# 本文
______________________________
説明

防食鋼材及びその製造方法

【課題】防汚性及び耐錆性に優れ、長期的に美観保持ができると共に、密着性に優れ、加工工程等で生じる被膜の剥がれや損傷が生じ難い防食鋼材及びその製造方法を提供する。
【解決手段】鉄素地と、鉄素地の表面に設けられた第一層被膜としての亜鉛めっき被膜と、第一層被膜の上に、亜鉛含有金属粉末及び無機系結合剤を含有する防食組成物から形成された第二層被膜としての亜鉛含有防食被膜とを有する防食鋼材とする。亜鉛の犠牲防食作用を有する亜鉛含有防食被膜を亜鉛めっき被膜に重ねて形成した二層被膜により、鉄素地に優れた防汚性、耐錆性及び密着性を有する耐食層を形成した。

【発明の詳細な説明】
【技術分野】
【0001】
本発明は、鉄素地に優れた耐食性を付与した防食鋼材及びその製造方法に関するものである。
______________________________
# 問題 1
エントリの中から、「woman」という文字列を含む行をすべて見つけ、そのまま書き写してください。大文字と小文字は区別します。
本文とエントリは、それぞれ別の出典から取られています。
______________________________
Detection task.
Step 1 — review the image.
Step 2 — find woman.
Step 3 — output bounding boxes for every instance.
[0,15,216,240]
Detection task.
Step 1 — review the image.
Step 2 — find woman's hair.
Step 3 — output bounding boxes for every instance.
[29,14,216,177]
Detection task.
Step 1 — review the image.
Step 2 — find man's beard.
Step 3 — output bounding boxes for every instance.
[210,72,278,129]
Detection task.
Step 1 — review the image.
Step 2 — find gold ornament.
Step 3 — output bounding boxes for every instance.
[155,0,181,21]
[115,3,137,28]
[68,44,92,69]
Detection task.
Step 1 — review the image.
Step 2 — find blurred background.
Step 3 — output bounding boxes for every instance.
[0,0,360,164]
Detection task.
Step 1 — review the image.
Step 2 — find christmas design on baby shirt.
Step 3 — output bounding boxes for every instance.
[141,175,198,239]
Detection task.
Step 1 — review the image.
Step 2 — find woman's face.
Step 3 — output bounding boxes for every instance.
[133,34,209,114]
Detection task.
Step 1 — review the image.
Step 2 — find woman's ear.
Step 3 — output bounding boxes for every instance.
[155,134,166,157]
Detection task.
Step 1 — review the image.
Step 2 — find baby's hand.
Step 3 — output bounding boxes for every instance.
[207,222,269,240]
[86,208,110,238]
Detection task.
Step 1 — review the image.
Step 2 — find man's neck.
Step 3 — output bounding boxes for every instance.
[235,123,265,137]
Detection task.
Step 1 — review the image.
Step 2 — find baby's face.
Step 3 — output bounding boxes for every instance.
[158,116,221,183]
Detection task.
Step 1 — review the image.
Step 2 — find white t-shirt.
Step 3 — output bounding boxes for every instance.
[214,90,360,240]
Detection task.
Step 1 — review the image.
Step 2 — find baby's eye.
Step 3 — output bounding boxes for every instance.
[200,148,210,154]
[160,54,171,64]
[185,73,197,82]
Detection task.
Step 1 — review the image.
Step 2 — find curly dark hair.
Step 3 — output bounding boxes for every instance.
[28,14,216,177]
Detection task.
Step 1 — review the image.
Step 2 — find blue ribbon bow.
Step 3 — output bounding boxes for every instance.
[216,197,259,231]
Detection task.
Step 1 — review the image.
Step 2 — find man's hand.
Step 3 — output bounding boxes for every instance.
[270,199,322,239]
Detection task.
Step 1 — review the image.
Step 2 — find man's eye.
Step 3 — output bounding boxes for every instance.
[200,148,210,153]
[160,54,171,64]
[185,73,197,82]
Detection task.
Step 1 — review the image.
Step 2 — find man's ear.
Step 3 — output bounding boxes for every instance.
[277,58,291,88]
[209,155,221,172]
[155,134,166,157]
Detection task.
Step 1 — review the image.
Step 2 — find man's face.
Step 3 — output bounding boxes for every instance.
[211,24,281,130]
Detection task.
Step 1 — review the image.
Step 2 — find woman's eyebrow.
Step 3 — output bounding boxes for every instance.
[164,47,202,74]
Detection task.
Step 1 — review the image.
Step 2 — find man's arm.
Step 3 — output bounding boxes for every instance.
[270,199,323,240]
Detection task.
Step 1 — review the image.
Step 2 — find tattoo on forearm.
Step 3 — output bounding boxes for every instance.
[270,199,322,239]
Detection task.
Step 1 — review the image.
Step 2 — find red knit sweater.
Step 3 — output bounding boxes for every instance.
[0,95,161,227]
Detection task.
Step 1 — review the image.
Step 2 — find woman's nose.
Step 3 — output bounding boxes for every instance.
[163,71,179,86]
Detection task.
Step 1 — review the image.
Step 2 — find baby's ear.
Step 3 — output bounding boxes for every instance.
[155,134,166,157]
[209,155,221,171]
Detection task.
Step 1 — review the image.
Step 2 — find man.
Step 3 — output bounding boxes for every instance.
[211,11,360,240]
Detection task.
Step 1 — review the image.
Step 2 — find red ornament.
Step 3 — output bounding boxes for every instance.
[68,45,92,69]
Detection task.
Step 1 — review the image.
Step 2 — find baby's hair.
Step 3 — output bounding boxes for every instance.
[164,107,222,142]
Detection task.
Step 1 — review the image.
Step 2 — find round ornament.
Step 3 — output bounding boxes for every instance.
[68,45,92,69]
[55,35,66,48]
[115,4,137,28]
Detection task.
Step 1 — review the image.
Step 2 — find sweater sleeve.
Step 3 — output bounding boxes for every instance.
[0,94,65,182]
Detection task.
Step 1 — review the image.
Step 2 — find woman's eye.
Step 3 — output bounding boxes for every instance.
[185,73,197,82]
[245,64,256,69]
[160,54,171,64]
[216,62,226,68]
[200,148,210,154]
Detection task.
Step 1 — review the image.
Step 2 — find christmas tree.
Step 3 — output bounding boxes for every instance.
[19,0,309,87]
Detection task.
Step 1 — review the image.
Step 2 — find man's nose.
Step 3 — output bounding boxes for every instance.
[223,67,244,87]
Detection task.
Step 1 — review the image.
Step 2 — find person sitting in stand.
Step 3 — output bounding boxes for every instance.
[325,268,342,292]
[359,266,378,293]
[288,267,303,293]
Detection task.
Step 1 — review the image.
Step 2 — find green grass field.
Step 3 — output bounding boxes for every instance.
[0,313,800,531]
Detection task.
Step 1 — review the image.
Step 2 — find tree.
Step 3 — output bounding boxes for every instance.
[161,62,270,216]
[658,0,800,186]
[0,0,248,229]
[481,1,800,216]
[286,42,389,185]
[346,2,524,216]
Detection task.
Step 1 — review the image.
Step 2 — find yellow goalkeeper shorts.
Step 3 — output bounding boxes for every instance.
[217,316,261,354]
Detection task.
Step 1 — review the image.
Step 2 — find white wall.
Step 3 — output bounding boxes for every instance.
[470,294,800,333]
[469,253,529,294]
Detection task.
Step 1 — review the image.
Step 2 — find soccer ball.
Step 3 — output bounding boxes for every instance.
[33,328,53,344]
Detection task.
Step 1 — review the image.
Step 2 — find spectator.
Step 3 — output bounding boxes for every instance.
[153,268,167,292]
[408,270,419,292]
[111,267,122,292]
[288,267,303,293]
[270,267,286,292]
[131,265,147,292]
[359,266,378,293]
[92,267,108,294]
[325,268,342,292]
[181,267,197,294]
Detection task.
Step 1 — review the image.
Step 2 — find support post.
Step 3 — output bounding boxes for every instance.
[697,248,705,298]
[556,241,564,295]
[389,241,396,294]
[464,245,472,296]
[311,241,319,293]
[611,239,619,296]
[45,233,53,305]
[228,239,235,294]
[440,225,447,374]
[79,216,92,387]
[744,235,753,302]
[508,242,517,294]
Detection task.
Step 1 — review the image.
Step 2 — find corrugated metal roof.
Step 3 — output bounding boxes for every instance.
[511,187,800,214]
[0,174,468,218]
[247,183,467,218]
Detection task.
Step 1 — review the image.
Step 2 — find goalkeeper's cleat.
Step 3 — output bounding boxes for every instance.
______________________________
# 問題 2
本文の【解決手段】の最後の文で、二層被膜によって鉄素地に形成された耐食層が持つとされている性質をすべて挙げてください。

# 解答 1
Step 2 — find woman.
Step 2 — find woman's hair.
Step 2 — find woman's face.
Step 2 — find woman's ear.
Step 2 — find woman's eyebrow.
Step 2 — find woman's nose.
Step 2 — find woman's eye.

# 解答 2
防汚性、耐錆性、密着性